- Written request 1
Decide whether each of these statements agrees with the passage on matching algorithms. Answer yes or no for each and quote the words of the passage that settle it.
(a) The matching engine runs every query through five distinct layers.
(b) Layer 3 relies on Jaro-Winkler.
(c) Layer 1 compares names without normalizing them first.

- Passage given
--------------------------------

Matching Algorithms
SanctionsWise API uses a sophisticated 5-layer matching engine to achieve high accuracy while minimizing false positives.
Overview​
The matching engine processes each query through five distinct layers, combining scores to produce a final confidence value:
Query Input
│
├─► Layer 1: Exact Match (normalized)
│
├─► Layer 2: Fuzzy Match (Jaro-Winkler + SequenceMatcher)
│
├─► Layer 3: Phonetic Match (Soundex + Double Metaphone)
│
├─► Layer 4: Semantic Match (Bedrock Titan + S3 Vectors)
│
└─► Layer 5: Identifier Match (passport, tax ID, etc.)
↓
Combined Score → Confidence Threshold → Match Decision
Layer 1: Exact Match​
What it does: Compares normalized versions of names character-by-character.

--------------------------------

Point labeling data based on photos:

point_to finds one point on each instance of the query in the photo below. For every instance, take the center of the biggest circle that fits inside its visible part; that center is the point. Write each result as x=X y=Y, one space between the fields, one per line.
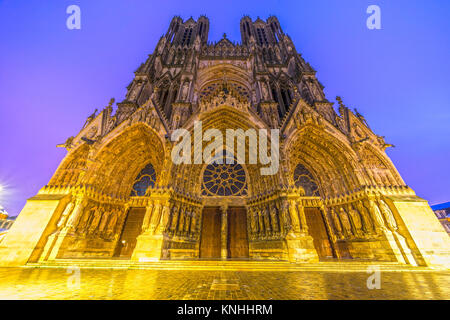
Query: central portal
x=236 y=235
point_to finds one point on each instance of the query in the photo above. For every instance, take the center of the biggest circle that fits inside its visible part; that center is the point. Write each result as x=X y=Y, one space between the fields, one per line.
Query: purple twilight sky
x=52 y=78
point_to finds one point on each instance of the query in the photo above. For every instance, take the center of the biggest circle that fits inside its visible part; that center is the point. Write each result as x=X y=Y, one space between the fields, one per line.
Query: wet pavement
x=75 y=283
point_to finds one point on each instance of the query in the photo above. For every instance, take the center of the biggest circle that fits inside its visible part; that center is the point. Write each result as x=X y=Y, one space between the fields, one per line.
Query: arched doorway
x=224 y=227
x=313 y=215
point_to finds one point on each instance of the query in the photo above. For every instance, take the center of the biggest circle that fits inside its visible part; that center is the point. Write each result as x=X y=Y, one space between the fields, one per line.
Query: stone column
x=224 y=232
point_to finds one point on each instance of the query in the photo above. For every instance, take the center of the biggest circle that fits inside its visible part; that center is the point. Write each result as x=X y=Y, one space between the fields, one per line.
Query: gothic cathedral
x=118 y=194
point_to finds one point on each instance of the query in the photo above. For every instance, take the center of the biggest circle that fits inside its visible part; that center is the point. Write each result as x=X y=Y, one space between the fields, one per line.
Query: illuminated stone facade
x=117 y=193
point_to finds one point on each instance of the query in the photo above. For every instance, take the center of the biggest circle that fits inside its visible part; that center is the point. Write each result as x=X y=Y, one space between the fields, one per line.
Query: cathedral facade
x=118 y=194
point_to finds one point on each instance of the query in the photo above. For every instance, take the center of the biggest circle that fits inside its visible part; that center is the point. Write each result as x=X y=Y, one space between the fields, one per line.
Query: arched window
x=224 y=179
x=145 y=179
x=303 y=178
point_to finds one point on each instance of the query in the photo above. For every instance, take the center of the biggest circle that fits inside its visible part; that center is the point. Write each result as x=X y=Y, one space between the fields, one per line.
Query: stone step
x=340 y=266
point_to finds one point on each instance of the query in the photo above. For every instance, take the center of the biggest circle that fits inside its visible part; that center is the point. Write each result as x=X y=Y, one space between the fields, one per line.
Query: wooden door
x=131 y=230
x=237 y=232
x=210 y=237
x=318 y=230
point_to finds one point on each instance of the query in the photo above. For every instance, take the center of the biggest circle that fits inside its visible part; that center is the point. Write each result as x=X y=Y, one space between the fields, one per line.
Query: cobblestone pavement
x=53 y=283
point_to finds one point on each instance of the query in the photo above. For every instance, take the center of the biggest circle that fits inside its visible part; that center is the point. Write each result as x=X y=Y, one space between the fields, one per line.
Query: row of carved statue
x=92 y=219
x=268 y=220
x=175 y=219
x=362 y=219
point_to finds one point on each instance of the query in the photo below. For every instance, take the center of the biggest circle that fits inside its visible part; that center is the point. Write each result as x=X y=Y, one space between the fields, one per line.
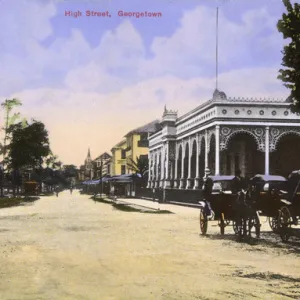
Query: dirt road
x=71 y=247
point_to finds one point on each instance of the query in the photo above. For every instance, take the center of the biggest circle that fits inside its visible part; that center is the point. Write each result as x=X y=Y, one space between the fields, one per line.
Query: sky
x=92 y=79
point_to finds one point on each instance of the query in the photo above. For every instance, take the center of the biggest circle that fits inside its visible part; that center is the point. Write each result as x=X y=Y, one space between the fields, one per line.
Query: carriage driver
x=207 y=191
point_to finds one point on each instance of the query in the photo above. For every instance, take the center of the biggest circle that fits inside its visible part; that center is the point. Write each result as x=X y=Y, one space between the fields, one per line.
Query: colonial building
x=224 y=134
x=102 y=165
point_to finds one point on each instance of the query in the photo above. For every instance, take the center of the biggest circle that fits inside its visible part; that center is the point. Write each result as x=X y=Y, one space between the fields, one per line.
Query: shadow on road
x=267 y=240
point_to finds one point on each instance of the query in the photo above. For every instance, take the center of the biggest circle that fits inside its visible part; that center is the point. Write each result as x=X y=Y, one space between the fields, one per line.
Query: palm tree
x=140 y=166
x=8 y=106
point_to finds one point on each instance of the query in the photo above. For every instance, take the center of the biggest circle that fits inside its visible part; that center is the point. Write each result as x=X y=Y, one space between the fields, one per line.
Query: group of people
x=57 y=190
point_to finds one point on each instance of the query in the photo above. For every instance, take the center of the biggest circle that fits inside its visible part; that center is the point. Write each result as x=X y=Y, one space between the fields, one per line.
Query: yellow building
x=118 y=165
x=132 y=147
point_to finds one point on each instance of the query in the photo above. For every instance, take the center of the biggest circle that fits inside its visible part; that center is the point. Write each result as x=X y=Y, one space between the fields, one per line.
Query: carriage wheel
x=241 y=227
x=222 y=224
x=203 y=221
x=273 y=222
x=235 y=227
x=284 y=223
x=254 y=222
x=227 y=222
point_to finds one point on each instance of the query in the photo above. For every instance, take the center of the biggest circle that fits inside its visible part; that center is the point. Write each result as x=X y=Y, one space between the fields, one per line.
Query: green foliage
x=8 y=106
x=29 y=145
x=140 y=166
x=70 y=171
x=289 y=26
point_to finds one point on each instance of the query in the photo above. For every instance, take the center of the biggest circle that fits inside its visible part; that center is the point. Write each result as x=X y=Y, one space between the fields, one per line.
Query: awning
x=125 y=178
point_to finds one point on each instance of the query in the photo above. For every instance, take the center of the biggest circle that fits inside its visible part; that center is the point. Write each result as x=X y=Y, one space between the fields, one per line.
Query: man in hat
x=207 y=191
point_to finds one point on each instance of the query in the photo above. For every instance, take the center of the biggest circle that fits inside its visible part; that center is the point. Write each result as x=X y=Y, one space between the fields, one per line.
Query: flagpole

--------------------------------

- Written request 2
Please count the lines of the records that contain the word "facade" and give only that number.

- Correct response 1
(a) Yes: "The matching engine processes each query through five distinct layers"
(b) No: "Layer 3: Phonetic Match (Soundex + Double Metaphone)"
(c) No: "Compares normalized versions of names character-by-character."

- Correct response 2
2